» **Stated problem A**:
Rewrite the pond supplies thread from "## canoeman (Mar" up to and including "easy to find.", changing "expensive" to "costly" each time it appears.
» **Stated problem B**:
List each line in the listing that contains the word "wooden".

» **Excerpt provided**:
§ §
# pond supplies



## noserhodes (Sep 13, 2011)

hi all i am going to build a pond with a pergola above to keep the uv rays at a reasonable level, and will also also be siting it in a fairly shaded area.
having kept koi ponds in uk for a number of years i have a little experiance.
this time i will build a semi raised pond half below ground half above and because of the design and shape want to go with a good quality butyl lining(20yr plus) can i purchase this along with uv filter, pump, plants, etc in central region or do i need to bring with me?
we are in castelo branco area but any info from any area from someone in the know would be gladly appreciated, we dont mind a trip around to purchase what we need.
thanks


----------



## siobhanwf (Mar 20, 2009)

You could try Agriloja

there have an outlet at 
Agriloja de Castelo Branco 
Zona Industrial,
Rua R, Lote 32 
6000-790 Castelo Branco


Tel.: +351 272 330 520 
Fax: +351 272 330 529


----------



## siobhanwf (Mar 20, 2009)

*For koi*

Koipark - Produo, Comrcio e Gesto Ecolgica de Peixes, Plantas e Aves para Espaos Verdes


at Almeda just south of Lisbon on the way to Setubal.


----------



## noserhodes (Sep 13, 2011)

thanks i will have a look tomorrow after work to see what they stock


----------



## canoeman (Mar 3, 2011)

We kept Koi in UK, I'd be inclined to bring as much as you can, found pond equipment to be very expensive here compared to UK and not at all easy to find.


----------
§ §
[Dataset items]
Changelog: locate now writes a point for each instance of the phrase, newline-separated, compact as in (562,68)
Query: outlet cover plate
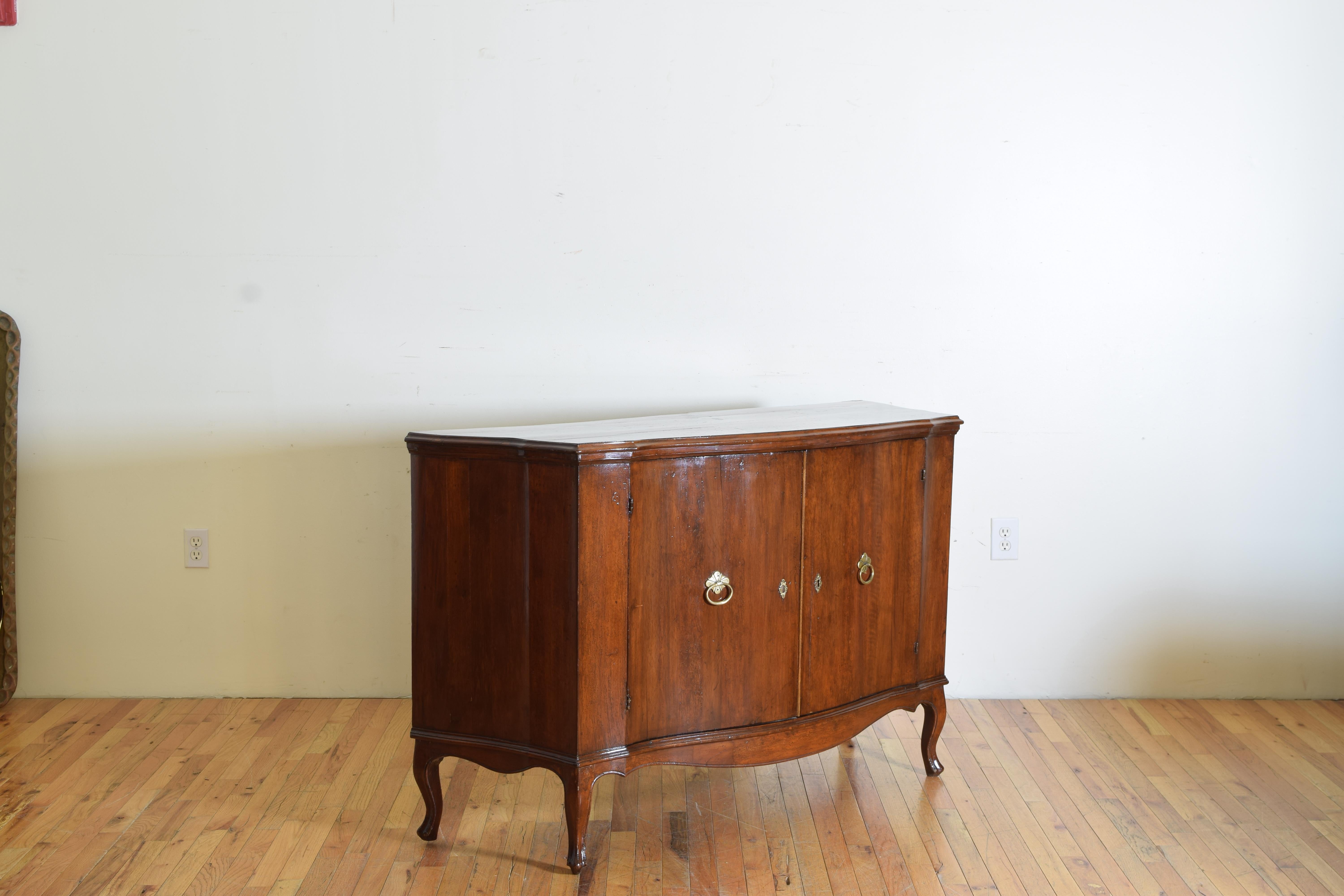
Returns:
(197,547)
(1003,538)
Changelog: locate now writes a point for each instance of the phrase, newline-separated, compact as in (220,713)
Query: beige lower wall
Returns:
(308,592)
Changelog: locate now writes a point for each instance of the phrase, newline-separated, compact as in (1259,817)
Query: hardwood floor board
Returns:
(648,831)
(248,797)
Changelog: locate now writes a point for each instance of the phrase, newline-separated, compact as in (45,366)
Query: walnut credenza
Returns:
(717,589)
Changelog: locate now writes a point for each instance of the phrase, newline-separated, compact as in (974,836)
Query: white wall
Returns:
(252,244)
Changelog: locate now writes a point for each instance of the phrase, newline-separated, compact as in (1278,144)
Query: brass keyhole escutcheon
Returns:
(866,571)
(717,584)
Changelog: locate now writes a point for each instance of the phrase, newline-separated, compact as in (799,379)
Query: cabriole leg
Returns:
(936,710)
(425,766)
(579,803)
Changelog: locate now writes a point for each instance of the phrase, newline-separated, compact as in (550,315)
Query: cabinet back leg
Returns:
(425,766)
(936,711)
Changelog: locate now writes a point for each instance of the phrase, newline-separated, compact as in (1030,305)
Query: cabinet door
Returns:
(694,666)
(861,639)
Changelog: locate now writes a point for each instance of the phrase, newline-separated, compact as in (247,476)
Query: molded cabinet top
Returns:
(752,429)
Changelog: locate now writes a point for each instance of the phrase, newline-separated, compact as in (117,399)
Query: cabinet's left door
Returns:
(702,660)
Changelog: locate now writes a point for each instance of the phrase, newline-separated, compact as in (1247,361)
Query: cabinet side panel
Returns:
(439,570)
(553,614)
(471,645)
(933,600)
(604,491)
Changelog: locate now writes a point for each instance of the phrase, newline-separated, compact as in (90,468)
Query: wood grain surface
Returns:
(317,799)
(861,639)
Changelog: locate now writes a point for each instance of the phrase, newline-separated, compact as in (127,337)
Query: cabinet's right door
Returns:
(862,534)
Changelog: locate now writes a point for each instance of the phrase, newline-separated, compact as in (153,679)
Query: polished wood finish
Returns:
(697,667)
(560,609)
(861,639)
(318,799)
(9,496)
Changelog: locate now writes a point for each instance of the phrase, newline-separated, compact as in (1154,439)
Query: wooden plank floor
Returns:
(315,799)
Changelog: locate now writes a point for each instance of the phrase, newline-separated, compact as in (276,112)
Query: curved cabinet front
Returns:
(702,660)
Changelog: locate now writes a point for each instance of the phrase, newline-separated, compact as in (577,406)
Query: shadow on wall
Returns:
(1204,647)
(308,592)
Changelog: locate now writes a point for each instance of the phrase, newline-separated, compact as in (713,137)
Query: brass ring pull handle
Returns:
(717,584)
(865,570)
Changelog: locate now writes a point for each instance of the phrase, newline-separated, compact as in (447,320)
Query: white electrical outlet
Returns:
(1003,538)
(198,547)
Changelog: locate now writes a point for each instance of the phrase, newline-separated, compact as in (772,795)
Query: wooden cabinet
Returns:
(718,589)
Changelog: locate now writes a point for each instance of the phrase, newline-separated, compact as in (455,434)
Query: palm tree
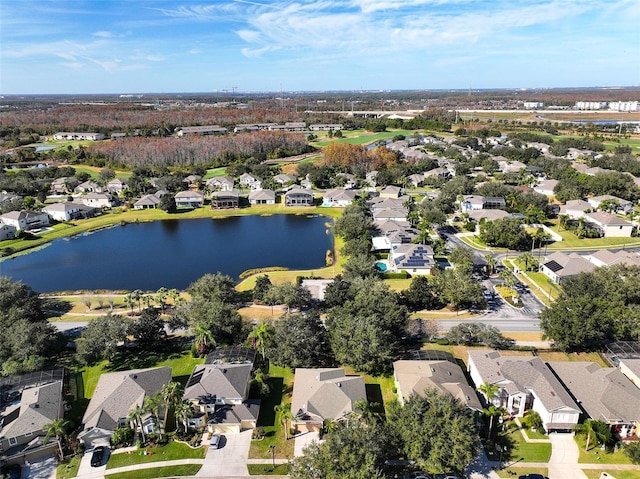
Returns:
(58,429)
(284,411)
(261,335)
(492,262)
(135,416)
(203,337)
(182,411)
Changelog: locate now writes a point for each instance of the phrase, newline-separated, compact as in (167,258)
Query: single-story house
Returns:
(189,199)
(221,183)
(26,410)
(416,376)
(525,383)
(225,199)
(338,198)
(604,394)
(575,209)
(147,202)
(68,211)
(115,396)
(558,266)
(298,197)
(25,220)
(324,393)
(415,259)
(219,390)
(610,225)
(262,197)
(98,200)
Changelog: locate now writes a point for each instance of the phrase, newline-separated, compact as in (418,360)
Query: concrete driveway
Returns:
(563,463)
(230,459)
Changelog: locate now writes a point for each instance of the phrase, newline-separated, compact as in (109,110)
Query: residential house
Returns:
§ §
» **Response A**:
## canoeman (Mar 3, 2011)

We kept Koi in UK, I'd be inclined to bring as much as you can, found pond equipment to be very costly here compared to UK and not at all easy to find.

» **Response B**:
Query: wooden plank floor
Query: wooden cabinet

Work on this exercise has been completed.